There are many data pipelines to be implemented. Let us take a reference example; we collect data from radio network stations from a telco in batch or streaming processes. All collected data is encrypted while in motion or on rest. While loading the data, we also need to remove every attribute unrelated to any use case.
With an open-source codebase, we can review every workflow. In addition to the algorithms to track how to fetch data from the data sources and to store it in a data lake, we also need a supervisory board of data protection experts that approves the selection of encryption algorithms by its ability to protect data.
(3) Storage and Compute Infrastructure
The most expensive part is the infrastructure. This data needs to be stored, and wherever this data is stored, the access to servers has to be limited and governed.
Engineers who have already explored public cloud providers or on-premise data centers have a good understanding of the requirements. The storage and compute costs are above the budget of an average enterprise to provide that.
One option is to store all data in data centers provided by a political union, such as the European Union, for all EU related data. As taxes finance this infrastructure, it is, therefore, at least indirectly in the ownership of all citizens.
(4) Governance
So, we collect data, and we analyze it on demand. We still need a governance approach around it. Who approves the analysis of PII data? Which data retention times do we have? How do we react in case there is a suspicion that the data platform hosting all data has become insecure? How can we ensure that retention algorithms delete data permanently once storing PII data is not purposeful any more? (In other words, referring to a pandemic use case, we do not need geolocation data that is several months old, and therefore it must be deleted).
There have to be policies and regulations that clarify ownership, responsibilities, and processes. The documentation of these processes has to be public as well.
Thoughts on Data Protection
One key question is that we need to store PII data. If we want to track potentially infected people, someone needs to be able to access the personal data of that potential inflected people. How do we guarantee maximum data protection and, at the same time, the ability to track people based on PII data if needed?
The solution is to encrypt all the collected data. For data to each individual, there is a key to decrypt the PII data. As everyone who works with encryption knows, only people who have an encryption key can read the data, those who have no key, cannot read it.
It would be possible to store two copies of the key
- The individual itself owns one copy
- The other one is locked away in a vault.
The critical question and most likely deciding factors about this initiative is the question of how to unlock the vault to access the keys to decrypt PII data. Who approves this? How is this tracked, and how are people informed about this usage? Public access to the documentation of this workflow and decision criteria needs to be available.
Possible next steps
Only a large organization like a country or political union can implement such an initiative. Only they have the resources. One aspect of putting this into practice is the division of powers. Different, independent NGOs might be in charge of various dimensions, and of course, the realization should also involve academic institutions.
The most crucial aspect, however, lies with everyone who reads this. We are still far away that decision-makers seriously consider making Big Data for Governments open source. The most vital step is, therefore, to spread the word and to demand this transparent form of Big Data from the government. As if no one expects the governments to go with this open approach, they will - in the name of security - set up a closed procedure. And we will never know if, in the end, Big Brother will be watching us.

# Dataset content:

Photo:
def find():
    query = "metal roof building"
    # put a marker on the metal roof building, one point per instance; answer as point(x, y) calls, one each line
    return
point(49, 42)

# Your objective:
Rewrite the part of the article on open-source Big Data for governments starting with "Thoughts on Data" and going on through "in a vault.", swapping in "safe" for each "vault".

# Solution:
Thoughts on Data Protection
One key question is that we need to store PII data. If we want to track potentially infected people, someone needs to be able to access the personal data of that potential inflected people. How do we guarantee maximum data protection and, at the same time, the ability to track people based on PII data if needed?
The solution is to encrypt all the collected data. For data to each individual, there is a key to decrypt the PII data. As everyone who works with encryption knows, only people who have an encryption key can read the data, those who have no key, cannot read it.
It would be possible to store two copies of the key
- The individual itself owns one copy
- The other one is locked away in a safe.